(Point annotations for photos)
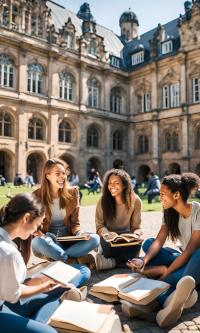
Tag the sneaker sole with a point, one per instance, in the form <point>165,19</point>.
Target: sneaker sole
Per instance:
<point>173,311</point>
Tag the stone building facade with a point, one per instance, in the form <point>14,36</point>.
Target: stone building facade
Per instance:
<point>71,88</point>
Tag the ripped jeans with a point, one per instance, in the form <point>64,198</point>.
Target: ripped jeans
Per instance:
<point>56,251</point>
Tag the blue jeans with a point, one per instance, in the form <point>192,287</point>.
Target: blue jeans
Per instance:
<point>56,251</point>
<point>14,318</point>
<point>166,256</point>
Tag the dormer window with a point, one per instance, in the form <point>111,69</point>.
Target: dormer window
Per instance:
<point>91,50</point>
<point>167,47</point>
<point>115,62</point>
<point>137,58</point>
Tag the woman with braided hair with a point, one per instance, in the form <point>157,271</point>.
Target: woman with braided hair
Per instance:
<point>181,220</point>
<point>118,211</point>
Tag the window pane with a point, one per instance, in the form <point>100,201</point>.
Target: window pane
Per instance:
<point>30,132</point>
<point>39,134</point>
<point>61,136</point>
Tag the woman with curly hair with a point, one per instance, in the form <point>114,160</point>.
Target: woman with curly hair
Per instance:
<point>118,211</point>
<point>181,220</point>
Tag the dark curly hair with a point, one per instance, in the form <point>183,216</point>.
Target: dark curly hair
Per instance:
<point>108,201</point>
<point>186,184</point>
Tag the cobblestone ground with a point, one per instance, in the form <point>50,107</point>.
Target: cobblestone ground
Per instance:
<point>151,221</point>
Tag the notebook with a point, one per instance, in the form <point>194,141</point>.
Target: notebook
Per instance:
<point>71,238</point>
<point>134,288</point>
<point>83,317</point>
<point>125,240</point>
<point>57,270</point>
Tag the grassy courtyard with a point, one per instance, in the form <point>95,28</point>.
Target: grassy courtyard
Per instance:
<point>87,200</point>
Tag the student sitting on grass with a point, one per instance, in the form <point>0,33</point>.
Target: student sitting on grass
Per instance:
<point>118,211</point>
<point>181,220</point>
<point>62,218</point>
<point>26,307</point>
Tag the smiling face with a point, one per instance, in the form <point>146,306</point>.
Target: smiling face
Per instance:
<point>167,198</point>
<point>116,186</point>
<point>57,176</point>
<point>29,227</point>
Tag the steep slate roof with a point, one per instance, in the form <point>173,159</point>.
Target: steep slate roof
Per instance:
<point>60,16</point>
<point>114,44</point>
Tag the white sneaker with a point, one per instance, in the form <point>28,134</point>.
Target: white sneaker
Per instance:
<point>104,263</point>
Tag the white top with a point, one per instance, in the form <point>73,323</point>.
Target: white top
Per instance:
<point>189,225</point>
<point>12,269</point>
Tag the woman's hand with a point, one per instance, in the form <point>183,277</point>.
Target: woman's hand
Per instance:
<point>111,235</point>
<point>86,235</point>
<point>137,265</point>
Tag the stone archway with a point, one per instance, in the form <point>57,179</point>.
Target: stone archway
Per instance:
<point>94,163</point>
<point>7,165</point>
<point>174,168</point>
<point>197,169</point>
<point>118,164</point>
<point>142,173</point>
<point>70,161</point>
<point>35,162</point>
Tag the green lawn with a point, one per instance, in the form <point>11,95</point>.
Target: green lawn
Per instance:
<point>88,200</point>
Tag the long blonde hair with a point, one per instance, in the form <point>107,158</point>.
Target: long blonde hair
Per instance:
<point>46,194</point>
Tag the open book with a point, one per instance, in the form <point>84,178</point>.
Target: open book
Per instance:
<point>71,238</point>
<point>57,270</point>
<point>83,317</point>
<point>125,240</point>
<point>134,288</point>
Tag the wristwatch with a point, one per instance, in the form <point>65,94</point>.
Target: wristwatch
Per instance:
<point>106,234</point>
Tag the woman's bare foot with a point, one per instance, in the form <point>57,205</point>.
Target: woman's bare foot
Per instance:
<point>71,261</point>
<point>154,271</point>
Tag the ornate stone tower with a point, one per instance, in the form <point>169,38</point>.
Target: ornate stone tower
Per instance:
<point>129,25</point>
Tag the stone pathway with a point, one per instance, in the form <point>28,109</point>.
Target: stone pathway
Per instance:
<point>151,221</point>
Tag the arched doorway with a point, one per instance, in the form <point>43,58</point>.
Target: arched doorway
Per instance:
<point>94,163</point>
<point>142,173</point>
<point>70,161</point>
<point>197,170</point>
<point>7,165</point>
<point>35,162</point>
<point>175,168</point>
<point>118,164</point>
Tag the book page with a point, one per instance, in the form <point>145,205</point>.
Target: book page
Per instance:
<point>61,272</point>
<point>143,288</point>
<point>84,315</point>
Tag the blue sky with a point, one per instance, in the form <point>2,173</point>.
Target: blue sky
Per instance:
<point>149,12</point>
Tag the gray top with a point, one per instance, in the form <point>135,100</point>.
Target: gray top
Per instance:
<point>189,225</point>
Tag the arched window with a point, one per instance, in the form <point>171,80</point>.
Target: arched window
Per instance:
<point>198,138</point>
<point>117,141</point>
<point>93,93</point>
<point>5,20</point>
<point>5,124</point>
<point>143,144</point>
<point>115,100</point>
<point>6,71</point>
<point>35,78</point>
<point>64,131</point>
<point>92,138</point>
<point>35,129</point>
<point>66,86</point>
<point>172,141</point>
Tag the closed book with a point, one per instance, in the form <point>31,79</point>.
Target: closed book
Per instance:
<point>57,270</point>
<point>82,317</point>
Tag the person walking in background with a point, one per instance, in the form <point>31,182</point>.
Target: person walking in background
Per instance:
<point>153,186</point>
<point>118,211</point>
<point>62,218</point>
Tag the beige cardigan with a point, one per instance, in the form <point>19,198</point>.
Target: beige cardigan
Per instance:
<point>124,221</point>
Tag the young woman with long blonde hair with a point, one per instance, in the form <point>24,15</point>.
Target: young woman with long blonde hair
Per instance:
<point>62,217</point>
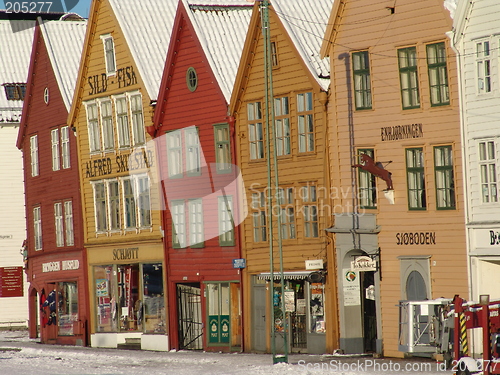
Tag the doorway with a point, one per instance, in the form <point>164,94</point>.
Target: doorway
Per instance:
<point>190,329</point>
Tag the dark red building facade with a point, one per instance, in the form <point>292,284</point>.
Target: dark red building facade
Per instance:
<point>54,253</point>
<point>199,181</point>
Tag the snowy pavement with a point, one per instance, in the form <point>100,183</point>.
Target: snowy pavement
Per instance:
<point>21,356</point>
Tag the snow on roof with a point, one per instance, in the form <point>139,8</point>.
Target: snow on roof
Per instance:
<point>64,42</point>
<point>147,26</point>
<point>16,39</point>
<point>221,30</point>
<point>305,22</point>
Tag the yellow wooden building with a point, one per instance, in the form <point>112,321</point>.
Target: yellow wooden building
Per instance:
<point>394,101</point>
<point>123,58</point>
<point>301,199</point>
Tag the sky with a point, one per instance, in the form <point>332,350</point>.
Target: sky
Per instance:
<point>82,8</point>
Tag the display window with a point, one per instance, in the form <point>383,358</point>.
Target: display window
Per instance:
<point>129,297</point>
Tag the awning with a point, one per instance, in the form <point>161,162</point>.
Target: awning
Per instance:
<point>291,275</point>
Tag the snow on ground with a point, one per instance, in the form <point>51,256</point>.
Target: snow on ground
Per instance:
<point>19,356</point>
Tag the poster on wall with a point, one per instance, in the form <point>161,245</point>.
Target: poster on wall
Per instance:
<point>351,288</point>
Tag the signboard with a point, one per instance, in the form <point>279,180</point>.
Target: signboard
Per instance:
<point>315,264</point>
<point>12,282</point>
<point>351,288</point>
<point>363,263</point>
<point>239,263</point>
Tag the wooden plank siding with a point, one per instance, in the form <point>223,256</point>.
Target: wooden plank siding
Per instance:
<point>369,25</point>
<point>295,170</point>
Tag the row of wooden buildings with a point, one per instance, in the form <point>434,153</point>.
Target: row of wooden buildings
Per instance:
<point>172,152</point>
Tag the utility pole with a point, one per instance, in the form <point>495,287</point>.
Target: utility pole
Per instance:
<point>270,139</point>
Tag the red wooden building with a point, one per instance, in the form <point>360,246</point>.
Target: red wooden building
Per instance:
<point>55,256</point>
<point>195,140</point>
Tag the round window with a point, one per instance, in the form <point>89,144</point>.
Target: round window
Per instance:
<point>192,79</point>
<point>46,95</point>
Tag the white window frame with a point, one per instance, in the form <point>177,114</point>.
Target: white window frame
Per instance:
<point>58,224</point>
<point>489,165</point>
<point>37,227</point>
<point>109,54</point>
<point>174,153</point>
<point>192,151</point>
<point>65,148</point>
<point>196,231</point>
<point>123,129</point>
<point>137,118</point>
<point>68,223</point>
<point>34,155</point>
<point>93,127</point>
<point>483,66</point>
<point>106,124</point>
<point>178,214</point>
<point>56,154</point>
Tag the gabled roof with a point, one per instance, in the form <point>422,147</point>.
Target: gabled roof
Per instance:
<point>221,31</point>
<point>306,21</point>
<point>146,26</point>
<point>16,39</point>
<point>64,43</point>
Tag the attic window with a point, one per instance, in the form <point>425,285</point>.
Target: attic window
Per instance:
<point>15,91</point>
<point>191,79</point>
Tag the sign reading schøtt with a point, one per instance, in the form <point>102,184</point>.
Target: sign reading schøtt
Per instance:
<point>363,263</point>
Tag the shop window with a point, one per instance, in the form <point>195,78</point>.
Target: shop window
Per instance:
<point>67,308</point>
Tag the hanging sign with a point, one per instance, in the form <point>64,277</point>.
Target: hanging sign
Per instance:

What this task involves:
Retype everything in the records above from the line containing "Tag the dark curly" down to the line containing "<point>87,200</point>", keeping every character of each line unchanged.

Written answer:
Tag the dark curly hair with a point, one per instance, in the form <point>183,216</point>.
Target: dark curly hair
Per instance:
<point>108,201</point>
<point>186,184</point>
Tag the cobblestone ground with a point, one per instance, in the form <point>50,107</point>.
Target: cobblestone ground
Per instance:
<point>151,221</point>
Tag the notebook with a point, one per instance, in the form <point>194,141</point>.
Target: notebook
Per instance:
<point>71,238</point>
<point>134,288</point>
<point>83,317</point>
<point>125,240</point>
<point>57,270</point>
Tag the grassy courtyard with a point, one per instance, in the form <point>95,28</point>.
Target: grassy courtyard
Per instance:
<point>87,200</point>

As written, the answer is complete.